QUOTED PASSAGE

## Begin

By Mark Greaney
Two seemingly unconnected but roughly simultaneous events kick off the bountiful, non-stop action in Mark Greaney’s new “Gray Man” novel, Mission Critical. At a mostly-unused air base at Ternhill in England’s West Midlands, a transfer is taking place: CIA agents are handing off a hooded prisoner named Dirk Visser to their British counterparts. And at the Sensitive Compartmented Information Facility (SCIF), somebody has printed out a profile package of long-dead General Feodor Ivanovich Zakharov, former head of the GRU.
But nothing is ever really unconnected in a Gray Man novel. The prisoner handoff falls to pieces when a team of operatives attacks to abduct Visser, and a separate team of gunmen, apparently set in motion by the downloading of the Zakharov file, attack a CIA safe house in Virginia intent on killing everybody inside.
Much bloodshed ensues, but there are two crucial exceptions: the special “guest” in the safe house, Zoya Zakharov (the general’s daughter), is more than a match for the gunmen, and there’s a survivor of the Ternhill attack as well: a lone CIA contractor named Court Gentry, once hunted by the agency under the name Gray Man, now leased by them on a wary basis, code-name Violator. The SCIF file-printout was done with the login of Suzanne Brewer, Gentry’s CIA handler, although his far more immediate concern is figuring out who the operatives were who killed his plane’s crew and made off with Visser. With the kind of direct tenacity fans of this terrific series have come to expect, Gentry immediately decides to go after that mystery team, although he’s briefly stopped by an air strip mechanic in a typically tense exchange:
“I’ve been warned that when you CIA boys land your jets here I need to stay the hell away. Guess I now know why.”
Court knew if the locals were aware the CIA was doing handoffs here, then it stood to reason that some bad actors could find out the same information.
It was quiet an instant, and then Court said, “The bad guys are getting away, and the good guys are bleeding to death.”
A nod from the mechanic. “Tail number forty-three. Third from the end. I’ve got the keys on me, I just refueled it.”

## End

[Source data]
## Begin

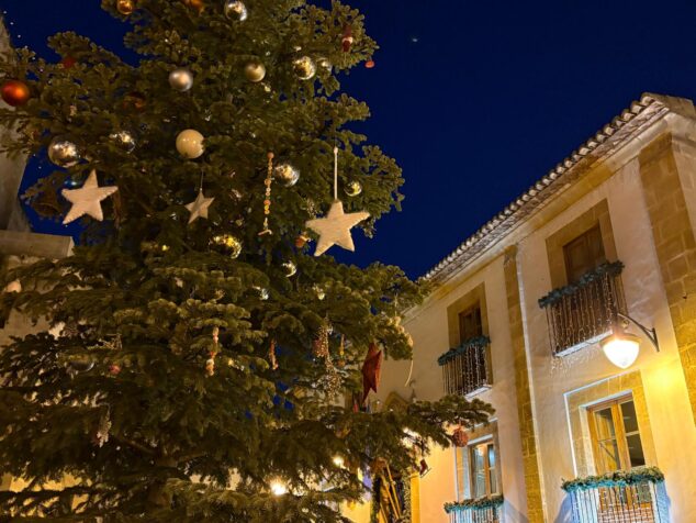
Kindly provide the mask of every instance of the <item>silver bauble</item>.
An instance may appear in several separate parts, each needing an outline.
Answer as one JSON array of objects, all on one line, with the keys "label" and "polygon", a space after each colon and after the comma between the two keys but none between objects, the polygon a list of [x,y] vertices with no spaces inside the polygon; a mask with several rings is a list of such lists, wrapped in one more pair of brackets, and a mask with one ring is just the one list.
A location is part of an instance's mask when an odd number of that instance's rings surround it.
[{"label": "silver bauble", "polygon": [[131,153],[135,148],[135,137],[128,131],[119,131],[111,133],[109,138],[126,153]]},{"label": "silver bauble", "polygon": [[285,269],[285,276],[288,278],[298,274],[298,266],[293,262],[284,262],[282,265],[283,269]]},{"label": "silver bauble", "polygon": [[169,73],[169,85],[179,92],[188,91],[193,87],[193,73],[186,67],[179,67]]},{"label": "silver bauble", "polygon": [[301,56],[292,60],[292,68],[301,80],[308,80],[316,74],[314,60],[308,56]]},{"label": "silver bauble", "polygon": [[247,19],[247,7],[239,0],[227,0],[225,2],[225,16],[229,20],[244,22]]},{"label": "silver bauble", "polygon": [[283,187],[292,187],[300,179],[300,171],[290,164],[278,164],[273,169],[273,179]]},{"label": "silver bauble", "polygon": [[356,197],[362,192],[362,185],[358,180],[350,180],[344,188],[346,196]]},{"label": "silver bauble", "polygon": [[75,143],[55,137],[48,144],[48,159],[59,167],[72,167],[80,160],[80,153]]}]

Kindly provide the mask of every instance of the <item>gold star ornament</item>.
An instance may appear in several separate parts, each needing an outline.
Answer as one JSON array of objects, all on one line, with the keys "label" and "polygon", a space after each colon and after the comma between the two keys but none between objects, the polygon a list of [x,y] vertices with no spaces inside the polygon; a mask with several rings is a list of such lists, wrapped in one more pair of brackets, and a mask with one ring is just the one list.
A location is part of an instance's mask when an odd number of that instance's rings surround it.
[{"label": "gold star ornament", "polygon": [[314,256],[321,256],[333,245],[355,251],[356,246],[352,243],[350,229],[368,218],[370,218],[370,213],[364,211],[346,214],[344,203],[340,200],[334,200],[326,216],[306,222],[307,229],[319,235]]},{"label": "gold star ornament", "polygon": [[97,181],[97,171],[91,170],[87,177],[87,181],[79,189],[63,189],[60,192],[63,198],[72,203],[70,211],[63,220],[63,224],[67,225],[85,214],[89,214],[97,221],[102,221],[104,214],[101,210],[101,201],[116,192],[116,186],[99,187]]},{"label": "gold star ornament", "polygon": [[204,218],[207,220],[207,208],[211,207],[213,200],[215,198],[205,198],[203,196],[203,191],[199,191],[199,196],[195,197],[191,203],[187,203],[186,208],[191,213],[189,218],[189,225],[193,223],[199,218]]}]

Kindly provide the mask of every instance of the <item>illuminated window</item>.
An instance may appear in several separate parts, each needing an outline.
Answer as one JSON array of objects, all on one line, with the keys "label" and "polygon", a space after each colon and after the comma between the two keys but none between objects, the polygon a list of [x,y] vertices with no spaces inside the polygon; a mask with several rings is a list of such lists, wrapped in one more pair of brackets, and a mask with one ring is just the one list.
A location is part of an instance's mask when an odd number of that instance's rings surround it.
[{"label": "illuminated window", "polygon": [[594,405],[587,413],[597,474],[646,465],[632,397]]}]

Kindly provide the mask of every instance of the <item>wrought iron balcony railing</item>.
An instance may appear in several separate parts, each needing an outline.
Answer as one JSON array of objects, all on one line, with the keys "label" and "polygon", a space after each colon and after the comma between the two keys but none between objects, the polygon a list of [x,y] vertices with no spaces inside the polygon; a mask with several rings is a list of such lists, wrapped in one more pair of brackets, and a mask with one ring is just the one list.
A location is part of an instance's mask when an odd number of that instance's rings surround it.
[{"label": "wrought iron balcony railing", "polygon": [[491,387],[490,343],[487,336],[472,337],[438,358],[446,393],[467,396]]},{"label": "wrought iron balcony railing", "polygon": [[622,269],[620,262],[602,264],[539,300],[539,307],[547,311],[553,354],[598,341],[611,330],[616,313],[626,313]]},{"label": "wrought iron balcony railing", "polygon": [[563,483],[573,523],[669,523],[664,476],[654,467]]},{"label": "wrought iron balcony railing", "polygon": [[503,501],[502,496],[491,496],[446,503],[445,512],[449,515],[449,523],[501,523]]}]

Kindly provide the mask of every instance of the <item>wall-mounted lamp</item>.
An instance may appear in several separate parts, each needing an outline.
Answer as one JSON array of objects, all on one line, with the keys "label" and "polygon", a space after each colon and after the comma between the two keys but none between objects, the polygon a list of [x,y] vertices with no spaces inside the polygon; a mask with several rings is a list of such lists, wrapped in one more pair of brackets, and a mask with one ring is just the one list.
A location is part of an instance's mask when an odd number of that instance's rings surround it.
[{"label": "wall-mounted lamp", "polygon": [[620,312],[617,312],[616,315],[620,321],[617,321],[614,325],[611,335],[602,341],[602,349],[609,361],[622,369],[630,367],[633,365],[633,361],[636,361],[640,348],[640,338],[635,334],[625,332],[629,323],[633,323],[640,329],[655,347],[655,350],[660,352],[658,333],[654,329],[648,329],[631,316],[621,314]]}]

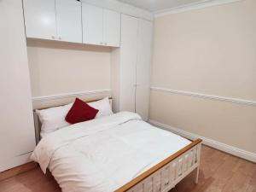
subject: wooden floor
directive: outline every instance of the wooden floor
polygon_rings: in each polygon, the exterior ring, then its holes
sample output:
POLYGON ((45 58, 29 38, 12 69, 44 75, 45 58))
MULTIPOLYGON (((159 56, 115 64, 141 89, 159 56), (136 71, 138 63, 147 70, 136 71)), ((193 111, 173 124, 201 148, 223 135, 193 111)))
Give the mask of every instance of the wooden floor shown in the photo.
MULTIPOLYGON (((39 168, 0 182, 1 192, 61 192, 39 168)), ((202 147, 199 183, 189 175, 170 192, 256 192, 256 164, 202 147)), ((86 192, 86 191, 84 191, 86 192)))

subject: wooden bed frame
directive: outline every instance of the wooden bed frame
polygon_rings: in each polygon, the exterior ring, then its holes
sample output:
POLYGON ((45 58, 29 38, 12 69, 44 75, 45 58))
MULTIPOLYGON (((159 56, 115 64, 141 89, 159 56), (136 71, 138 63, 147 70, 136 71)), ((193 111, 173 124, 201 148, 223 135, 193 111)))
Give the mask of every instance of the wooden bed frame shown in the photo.
MULTIPOLYGON (((112 103, 112 98, 109 99, 112 103)), ((98 100, 85 102, 90 102, 96 101, 98 100)), ((34 122, 38 143, 40 139, 41 125, 35 110, 34 122)), ((195 170, 195 183, 197 183, 201 142, 201 139, 192 142, 190 144, 137 176, 114 192, 168 192, 183 177, 195 170)))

## End

PROBLEM SET
- A) According to the Mission Critical review, where is the air base where the prisoner handoff takes place?
- B) Repeat the part of the Mission Critical review starting at "But nothing is" and ending at "killing everybody inside.".

PROBLEM SOLUTIONS
- A) At Ternhill, in England's West Midlands.

- B)
But nothing is ever really unconnected in a Gray Man novel. The prisoner handoff falls to pieces when a team of operatives attacks to abduct Visser, and a separate team of gunmen, apparently set in motion by the downloading of the Zakharov file, attack a CIA safe house in Virginia intent on killing everybody inside.